• _OBJECTIVE A_
Check each statement against the aquarium forum thread below and answer yes or no, quoting the exact words of the thread that decide it: (i) ct60g runs CO2 in the tank; (ii) Hoppy says dwarf Sags grow at least 2 inches high; (iii) csong30 uses ADA aqua soil as the substrate.

• _PAGE EXCERPT_
I wish I had a dollar every time this question was posted


----------



## ct60g

ohheywhatsuphello said:


> My leaves always have holes in them and start following off, and new growth is small and slow. What's the secret?


There would be a lot of variables between my tank and yours, but I can tell you that I use Osmocote + root tabs under my S. repens as they have a very strong root system once established. I also dose KH2PO4 and trace minerals weekly (my tank provides enough of its own NO3 that I haven't needed to dose that yet), as well as excel daily. I have fairly low light, and no CO2 (yet). The S. repens took a while to become really established, but now it looks great.


----------



## csong30

I gotta agree with the S. Repens. Mine are starting to establish into the substrate very nicely. The roots grow really long I can see it through the tank since I planted it so close to the front. Lol. I think its been about a month or so now since I got them, so and they look great. Definitely a slow grower. My substrate is ADA aqua soil with some osmocote root tabs and I dose excel daily. No liquid ferts needed, so far. I have more of a medium lighting probably considered a higher light since the light is so close to the tank. Dealing with some major algae issues, going to be raising it up soon as I figure out what I want to do with the lighting.

Also, I've been watching this youtuber and he's had nothing, but success with Monte Carlo. You can definitely give that a shot. I've talked to him before as well about it.


----------



## Hoppy

If you just want foreground plants, not a true carpet, Sagitarria subulata (dwarf Sags) does very well at about 25-30 PAR, which is low light. But, they grow at least 2 inches high, so it isn't really a carpet. I had my 65 gallon tank essentially filled with them one time, and used only Excel, no CO2. I also dosed NPK and traces very infrequently, and had ADA Aquasoil, which was about 6 months old.


----------



## ikuzo

10 gallon low light carpet plant?
my answer is always marsilea


----------



## sevendust111

I have trouble getting repens to outcompete algae in my low tech. In my medium light diy c02 tank, it wasn't an issue. I have a hard time believing people who say that have a low tech carpet, especially when its dhg. They probably dry started and its going to die. I could chop the tops off all my repens in my high tech and "carpet" my low tech, but in a month, half of it would be covered in algae or dead. A carpet should be sustainable. The only plants that can give a carpeting effect for low tech would be dwarf sag or pygmy chains.

• _DATA TO USE_

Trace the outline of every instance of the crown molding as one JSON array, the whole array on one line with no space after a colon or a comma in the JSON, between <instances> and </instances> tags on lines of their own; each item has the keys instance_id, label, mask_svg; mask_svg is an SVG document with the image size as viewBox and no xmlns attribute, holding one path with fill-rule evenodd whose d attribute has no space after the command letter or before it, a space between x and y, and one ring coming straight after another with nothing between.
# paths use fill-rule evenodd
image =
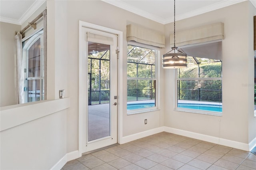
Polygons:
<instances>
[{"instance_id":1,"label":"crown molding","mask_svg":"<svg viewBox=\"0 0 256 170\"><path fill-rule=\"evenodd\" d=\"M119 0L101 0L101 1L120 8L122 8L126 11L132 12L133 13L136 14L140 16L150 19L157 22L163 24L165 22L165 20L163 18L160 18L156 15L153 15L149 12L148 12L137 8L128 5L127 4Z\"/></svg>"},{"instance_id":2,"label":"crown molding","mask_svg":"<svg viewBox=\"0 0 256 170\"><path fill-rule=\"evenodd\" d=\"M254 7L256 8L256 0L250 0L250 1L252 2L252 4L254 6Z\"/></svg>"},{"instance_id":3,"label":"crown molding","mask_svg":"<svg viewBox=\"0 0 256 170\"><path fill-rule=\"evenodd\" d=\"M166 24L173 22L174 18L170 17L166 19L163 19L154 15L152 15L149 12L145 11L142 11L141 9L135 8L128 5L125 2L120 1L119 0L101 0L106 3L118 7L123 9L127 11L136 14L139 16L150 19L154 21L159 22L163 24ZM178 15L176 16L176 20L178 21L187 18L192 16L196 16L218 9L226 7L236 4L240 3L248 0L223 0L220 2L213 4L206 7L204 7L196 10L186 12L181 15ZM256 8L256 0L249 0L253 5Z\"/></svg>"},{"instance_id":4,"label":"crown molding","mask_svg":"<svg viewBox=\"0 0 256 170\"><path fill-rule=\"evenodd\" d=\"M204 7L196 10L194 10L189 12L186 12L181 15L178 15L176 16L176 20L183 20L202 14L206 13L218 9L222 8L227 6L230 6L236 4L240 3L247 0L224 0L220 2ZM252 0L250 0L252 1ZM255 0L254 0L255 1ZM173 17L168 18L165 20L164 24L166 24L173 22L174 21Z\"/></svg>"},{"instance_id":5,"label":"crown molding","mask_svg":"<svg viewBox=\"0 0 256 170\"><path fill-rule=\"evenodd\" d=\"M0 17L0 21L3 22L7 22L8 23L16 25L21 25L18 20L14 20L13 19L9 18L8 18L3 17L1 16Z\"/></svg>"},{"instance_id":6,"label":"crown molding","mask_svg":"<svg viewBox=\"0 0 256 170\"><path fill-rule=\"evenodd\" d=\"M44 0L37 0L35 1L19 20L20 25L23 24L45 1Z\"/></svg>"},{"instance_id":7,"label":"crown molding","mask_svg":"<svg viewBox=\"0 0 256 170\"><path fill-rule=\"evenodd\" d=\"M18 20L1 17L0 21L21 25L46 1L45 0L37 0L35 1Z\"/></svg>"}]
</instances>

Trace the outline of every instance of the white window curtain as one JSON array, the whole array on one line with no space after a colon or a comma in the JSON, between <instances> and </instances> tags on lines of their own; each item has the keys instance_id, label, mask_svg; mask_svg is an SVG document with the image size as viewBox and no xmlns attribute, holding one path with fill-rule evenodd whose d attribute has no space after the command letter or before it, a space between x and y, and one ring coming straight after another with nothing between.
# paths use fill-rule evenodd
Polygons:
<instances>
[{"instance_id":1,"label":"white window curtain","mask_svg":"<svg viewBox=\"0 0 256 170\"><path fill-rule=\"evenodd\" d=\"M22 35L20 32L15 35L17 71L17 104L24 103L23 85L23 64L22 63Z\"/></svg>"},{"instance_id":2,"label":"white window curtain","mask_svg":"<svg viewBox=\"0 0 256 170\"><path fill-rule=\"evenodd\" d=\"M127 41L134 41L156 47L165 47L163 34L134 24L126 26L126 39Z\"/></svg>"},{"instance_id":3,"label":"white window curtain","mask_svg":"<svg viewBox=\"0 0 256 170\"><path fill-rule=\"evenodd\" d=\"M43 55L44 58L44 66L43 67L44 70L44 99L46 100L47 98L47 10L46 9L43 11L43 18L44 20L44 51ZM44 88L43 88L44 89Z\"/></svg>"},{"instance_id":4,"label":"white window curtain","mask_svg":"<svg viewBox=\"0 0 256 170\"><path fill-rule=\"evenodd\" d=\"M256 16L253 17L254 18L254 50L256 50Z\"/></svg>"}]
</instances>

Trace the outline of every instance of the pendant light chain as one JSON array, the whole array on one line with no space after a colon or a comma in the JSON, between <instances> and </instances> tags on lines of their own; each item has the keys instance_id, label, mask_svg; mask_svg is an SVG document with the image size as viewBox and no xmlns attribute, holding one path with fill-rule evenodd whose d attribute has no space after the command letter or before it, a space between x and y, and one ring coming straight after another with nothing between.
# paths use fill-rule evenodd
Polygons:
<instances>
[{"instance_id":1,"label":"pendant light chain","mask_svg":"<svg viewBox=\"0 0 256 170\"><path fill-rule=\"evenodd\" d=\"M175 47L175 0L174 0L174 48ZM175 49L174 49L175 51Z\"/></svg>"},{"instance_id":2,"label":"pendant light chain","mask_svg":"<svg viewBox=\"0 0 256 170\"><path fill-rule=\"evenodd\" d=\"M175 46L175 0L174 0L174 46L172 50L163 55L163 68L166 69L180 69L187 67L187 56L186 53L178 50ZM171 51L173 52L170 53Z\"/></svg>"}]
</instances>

...

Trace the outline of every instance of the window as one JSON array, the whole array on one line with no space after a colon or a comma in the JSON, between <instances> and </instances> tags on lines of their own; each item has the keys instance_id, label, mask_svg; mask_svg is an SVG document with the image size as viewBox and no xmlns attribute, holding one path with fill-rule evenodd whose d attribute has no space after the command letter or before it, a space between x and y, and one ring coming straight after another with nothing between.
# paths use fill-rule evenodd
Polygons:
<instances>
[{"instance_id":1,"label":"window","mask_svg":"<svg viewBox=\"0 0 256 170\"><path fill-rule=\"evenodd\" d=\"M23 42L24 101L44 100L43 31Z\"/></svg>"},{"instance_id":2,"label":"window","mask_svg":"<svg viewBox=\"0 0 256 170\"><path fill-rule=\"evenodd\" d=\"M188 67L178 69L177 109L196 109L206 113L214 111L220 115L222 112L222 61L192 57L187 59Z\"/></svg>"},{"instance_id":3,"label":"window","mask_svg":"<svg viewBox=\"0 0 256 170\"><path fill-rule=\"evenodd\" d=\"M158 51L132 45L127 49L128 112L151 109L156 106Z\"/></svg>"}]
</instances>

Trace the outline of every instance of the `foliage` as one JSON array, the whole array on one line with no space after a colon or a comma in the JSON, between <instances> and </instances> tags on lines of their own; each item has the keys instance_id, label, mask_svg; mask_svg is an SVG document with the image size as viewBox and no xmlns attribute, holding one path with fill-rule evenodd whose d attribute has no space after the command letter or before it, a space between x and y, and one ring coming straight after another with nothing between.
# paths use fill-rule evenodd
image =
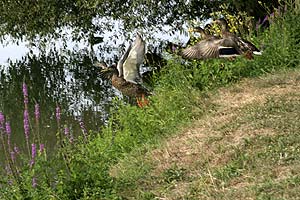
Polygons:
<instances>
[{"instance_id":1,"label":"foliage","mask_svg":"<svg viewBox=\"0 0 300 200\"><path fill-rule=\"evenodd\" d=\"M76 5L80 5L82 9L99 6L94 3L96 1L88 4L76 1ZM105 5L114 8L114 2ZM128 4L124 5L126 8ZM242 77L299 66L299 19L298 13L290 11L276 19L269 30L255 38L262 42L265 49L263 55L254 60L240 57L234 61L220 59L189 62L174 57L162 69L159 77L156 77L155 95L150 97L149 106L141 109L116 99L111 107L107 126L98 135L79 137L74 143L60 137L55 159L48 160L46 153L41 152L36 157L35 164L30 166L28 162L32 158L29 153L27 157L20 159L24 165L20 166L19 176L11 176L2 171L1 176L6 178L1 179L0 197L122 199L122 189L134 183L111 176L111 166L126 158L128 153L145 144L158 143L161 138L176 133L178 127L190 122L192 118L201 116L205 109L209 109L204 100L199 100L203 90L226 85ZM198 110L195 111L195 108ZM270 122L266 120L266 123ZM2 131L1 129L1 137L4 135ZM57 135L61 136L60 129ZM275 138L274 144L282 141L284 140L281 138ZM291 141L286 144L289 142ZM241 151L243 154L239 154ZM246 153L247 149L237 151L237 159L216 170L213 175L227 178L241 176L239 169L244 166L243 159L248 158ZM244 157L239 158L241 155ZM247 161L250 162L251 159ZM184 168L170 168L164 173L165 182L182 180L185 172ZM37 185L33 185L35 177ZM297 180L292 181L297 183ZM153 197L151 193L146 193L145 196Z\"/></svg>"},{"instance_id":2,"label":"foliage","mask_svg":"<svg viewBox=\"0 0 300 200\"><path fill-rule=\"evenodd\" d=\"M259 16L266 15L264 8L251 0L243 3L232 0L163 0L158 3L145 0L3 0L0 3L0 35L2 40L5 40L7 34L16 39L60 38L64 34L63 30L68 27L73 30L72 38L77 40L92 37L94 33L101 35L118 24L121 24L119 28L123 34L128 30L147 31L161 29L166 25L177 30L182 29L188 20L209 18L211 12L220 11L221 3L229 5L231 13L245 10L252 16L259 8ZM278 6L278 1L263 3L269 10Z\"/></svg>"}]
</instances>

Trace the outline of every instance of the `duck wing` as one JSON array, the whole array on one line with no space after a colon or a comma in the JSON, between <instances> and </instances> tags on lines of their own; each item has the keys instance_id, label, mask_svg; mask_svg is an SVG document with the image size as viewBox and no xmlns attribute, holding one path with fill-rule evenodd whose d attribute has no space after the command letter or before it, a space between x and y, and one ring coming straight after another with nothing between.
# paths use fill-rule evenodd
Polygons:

• _OBJECTIVE B_
Count the lines of the listing above that contain the string "chain", treating case as significant, and give only the number.

• _TASK SOLUTION A_
(i) No: "I have fairly low light, and no CO2 (yet)."
(ii) Yes: "they grow at least 2 inches high"
(iii) Yes: "My substrate is ADA aqua soil with some osmocote root tabs"

• _TASK SOLUTION B_
2